GOAL:
Count the lines in the records below that contain the word "jizo" and reply with only that number.

# # #

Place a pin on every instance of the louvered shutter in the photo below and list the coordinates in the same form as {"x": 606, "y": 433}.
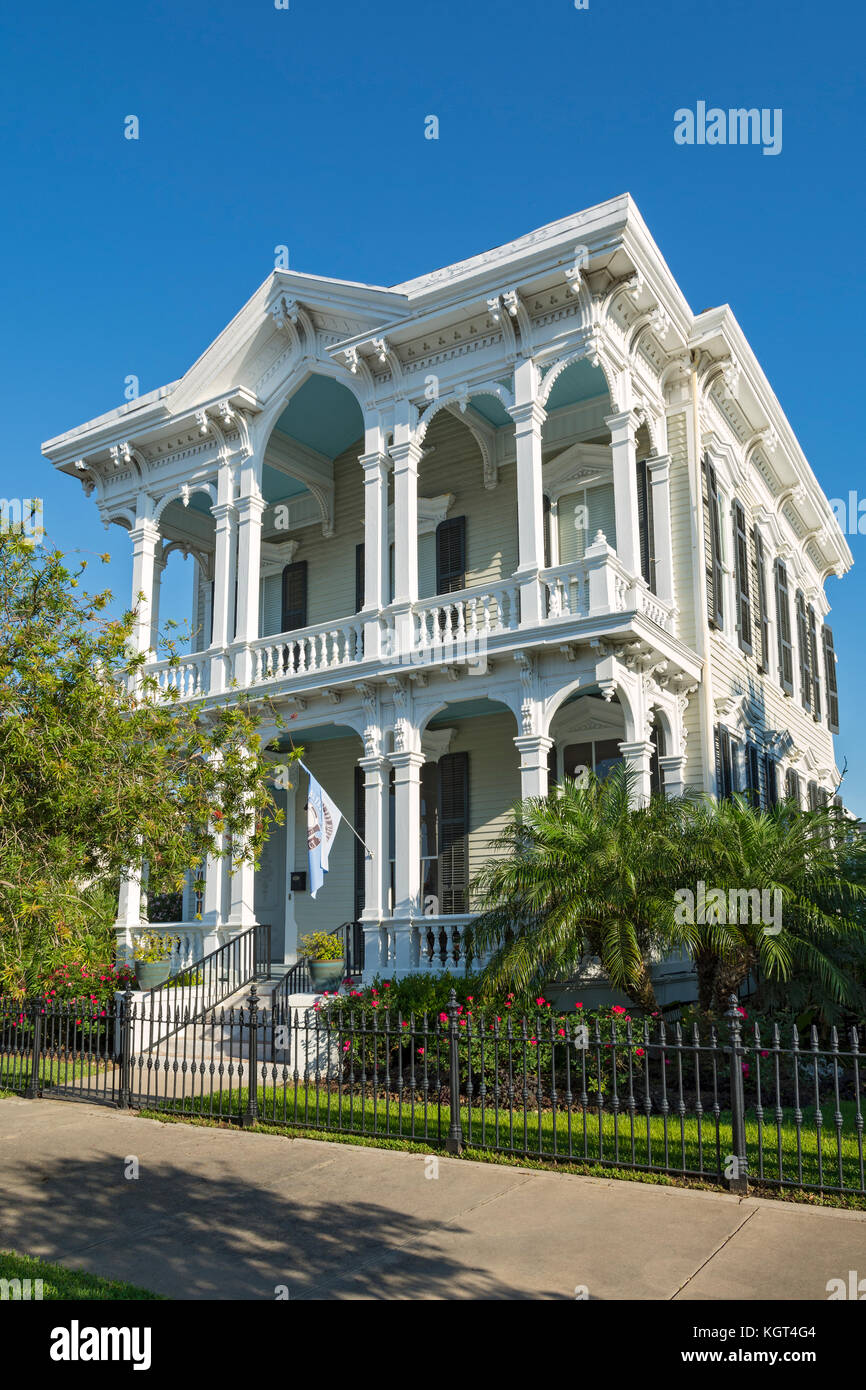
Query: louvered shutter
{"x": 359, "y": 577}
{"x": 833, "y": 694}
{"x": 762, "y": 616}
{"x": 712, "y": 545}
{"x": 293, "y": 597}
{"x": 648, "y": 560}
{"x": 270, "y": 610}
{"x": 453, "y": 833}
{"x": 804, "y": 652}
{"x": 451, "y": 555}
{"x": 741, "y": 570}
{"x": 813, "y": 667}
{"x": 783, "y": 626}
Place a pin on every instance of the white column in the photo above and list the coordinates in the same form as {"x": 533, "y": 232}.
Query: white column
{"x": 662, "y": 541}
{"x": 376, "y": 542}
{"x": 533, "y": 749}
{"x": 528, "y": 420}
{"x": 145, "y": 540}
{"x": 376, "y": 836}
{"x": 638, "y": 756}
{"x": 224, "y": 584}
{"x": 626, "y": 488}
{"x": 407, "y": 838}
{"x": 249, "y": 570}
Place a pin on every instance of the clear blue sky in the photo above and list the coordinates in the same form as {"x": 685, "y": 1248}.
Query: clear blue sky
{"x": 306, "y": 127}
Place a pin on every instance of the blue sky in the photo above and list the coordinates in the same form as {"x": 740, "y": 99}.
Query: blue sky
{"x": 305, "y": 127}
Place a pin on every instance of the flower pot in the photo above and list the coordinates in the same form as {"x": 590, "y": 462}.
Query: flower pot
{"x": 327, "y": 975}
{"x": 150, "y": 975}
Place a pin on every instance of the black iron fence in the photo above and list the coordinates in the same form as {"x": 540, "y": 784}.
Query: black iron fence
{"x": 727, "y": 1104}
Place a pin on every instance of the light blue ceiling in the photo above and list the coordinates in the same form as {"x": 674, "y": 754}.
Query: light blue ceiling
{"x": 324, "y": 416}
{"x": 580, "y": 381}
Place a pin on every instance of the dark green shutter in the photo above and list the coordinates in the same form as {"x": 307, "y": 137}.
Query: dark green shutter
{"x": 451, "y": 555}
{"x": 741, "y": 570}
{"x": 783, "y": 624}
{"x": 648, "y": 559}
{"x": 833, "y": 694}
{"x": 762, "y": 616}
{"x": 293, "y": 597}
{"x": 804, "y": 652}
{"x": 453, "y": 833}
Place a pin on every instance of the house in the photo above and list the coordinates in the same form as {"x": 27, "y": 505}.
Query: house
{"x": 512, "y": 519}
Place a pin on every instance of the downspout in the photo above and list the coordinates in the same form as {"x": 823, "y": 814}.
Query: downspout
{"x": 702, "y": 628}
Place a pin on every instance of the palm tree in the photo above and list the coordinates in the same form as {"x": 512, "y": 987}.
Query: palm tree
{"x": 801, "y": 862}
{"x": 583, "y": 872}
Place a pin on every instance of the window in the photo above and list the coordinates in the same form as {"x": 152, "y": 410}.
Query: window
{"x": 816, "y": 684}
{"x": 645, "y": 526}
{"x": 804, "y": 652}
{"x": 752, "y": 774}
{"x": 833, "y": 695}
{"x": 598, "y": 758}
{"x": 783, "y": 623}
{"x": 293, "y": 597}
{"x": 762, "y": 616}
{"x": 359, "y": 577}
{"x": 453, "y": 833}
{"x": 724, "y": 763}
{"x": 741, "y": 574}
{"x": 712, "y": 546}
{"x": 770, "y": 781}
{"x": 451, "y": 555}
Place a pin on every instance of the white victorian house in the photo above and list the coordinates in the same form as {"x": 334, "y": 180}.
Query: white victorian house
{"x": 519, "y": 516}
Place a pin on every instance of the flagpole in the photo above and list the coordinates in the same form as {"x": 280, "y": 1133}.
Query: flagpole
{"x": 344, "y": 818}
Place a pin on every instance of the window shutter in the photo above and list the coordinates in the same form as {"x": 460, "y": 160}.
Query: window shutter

# # #

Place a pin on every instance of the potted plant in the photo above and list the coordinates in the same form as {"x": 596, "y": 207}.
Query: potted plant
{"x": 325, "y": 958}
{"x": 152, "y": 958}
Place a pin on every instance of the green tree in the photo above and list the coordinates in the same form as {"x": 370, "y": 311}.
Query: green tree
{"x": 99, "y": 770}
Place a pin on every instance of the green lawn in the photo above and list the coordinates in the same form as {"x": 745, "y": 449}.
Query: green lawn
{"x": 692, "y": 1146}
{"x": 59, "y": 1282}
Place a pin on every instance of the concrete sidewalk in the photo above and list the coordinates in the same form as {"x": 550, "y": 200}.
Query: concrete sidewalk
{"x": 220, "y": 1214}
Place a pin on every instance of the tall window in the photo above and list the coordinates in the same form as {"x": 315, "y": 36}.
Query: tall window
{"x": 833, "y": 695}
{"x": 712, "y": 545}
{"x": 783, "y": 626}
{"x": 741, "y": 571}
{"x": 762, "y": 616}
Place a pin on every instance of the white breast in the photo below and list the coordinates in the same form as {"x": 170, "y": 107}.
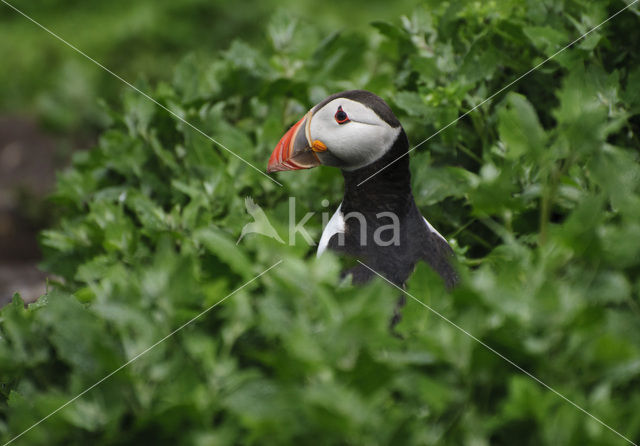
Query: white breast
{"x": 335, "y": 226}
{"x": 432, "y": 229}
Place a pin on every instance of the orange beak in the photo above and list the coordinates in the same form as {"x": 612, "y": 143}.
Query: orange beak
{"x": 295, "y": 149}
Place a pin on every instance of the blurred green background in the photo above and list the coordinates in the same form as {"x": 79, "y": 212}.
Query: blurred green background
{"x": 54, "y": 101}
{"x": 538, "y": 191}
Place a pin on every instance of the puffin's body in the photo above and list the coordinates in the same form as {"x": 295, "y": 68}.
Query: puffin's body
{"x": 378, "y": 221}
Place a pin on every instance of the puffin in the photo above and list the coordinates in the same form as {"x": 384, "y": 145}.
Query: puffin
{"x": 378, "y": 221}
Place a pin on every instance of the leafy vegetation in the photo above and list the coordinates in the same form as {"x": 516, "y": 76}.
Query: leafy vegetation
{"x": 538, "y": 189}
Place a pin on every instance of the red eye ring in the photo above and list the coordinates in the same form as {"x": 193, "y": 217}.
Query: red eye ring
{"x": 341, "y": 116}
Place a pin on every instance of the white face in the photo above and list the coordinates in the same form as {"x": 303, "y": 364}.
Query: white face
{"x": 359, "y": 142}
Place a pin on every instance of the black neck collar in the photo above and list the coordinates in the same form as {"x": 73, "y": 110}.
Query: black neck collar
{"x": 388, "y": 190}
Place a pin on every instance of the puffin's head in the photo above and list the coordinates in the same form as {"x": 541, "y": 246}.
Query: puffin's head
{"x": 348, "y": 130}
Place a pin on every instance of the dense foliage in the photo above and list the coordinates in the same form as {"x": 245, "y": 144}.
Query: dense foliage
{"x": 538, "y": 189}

# # #

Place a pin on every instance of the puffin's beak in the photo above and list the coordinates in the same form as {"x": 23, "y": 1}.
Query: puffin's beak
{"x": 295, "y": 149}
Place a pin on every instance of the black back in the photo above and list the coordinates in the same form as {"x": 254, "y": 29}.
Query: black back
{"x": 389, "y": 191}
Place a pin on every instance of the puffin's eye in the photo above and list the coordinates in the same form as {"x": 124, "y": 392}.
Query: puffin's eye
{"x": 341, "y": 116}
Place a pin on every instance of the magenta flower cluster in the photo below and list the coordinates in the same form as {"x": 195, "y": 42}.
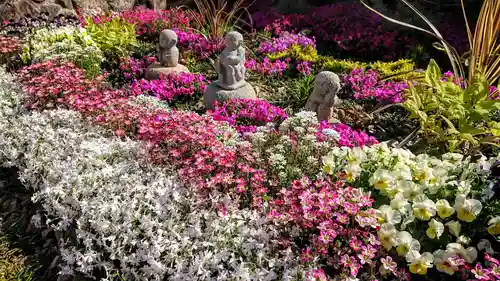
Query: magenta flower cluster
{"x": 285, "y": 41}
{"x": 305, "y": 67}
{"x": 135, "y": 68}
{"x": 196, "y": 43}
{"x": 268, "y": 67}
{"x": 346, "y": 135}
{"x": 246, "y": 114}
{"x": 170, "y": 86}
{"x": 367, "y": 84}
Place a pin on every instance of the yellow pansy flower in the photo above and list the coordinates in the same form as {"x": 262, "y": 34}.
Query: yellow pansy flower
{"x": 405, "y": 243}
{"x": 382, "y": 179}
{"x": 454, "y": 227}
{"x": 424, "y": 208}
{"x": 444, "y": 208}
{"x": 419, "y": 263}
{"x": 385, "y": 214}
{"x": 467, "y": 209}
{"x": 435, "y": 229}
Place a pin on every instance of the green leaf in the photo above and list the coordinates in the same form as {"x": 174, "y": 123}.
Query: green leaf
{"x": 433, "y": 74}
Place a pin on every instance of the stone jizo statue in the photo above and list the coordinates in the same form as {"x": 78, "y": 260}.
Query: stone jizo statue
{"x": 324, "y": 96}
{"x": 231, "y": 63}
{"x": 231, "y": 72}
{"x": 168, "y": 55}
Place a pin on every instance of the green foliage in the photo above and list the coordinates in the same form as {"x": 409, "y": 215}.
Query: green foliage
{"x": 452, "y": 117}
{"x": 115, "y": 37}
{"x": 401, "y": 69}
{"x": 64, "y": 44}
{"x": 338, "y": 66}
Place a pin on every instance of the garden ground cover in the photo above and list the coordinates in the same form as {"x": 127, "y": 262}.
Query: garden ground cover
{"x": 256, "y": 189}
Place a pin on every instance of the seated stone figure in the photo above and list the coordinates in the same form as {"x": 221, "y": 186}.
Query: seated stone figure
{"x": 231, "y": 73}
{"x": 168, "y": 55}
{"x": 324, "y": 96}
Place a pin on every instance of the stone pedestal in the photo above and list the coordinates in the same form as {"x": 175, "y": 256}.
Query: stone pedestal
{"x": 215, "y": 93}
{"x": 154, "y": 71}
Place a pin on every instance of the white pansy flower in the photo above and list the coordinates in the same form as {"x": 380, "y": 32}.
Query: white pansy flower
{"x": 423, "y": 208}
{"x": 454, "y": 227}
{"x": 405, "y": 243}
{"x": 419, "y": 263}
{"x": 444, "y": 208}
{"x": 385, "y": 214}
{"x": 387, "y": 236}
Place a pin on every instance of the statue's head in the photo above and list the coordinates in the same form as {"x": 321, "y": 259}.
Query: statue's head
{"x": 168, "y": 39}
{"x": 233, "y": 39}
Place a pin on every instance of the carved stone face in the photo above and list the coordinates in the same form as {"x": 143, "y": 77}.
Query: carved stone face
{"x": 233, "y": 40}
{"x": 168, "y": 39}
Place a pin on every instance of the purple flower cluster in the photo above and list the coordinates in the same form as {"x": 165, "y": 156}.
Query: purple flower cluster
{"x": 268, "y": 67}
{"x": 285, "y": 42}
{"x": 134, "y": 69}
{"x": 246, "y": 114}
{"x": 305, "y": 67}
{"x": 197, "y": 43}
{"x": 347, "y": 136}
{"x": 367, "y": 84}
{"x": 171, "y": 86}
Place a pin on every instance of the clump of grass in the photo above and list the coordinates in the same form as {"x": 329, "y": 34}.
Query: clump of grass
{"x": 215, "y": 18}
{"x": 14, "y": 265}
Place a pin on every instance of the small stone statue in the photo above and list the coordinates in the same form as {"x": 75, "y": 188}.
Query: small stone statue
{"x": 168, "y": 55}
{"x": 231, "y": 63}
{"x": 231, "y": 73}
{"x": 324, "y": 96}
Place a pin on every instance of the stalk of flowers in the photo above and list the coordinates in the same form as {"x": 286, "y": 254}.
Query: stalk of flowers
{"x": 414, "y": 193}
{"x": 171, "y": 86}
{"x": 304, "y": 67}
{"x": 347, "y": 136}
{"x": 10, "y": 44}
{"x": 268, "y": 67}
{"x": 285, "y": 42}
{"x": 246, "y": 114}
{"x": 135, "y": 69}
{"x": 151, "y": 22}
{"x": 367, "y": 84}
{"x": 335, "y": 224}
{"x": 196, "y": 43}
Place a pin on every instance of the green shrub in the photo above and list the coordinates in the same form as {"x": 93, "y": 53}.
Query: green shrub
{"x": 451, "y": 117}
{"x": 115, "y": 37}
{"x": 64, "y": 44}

# # #

FINISHED TASK:
2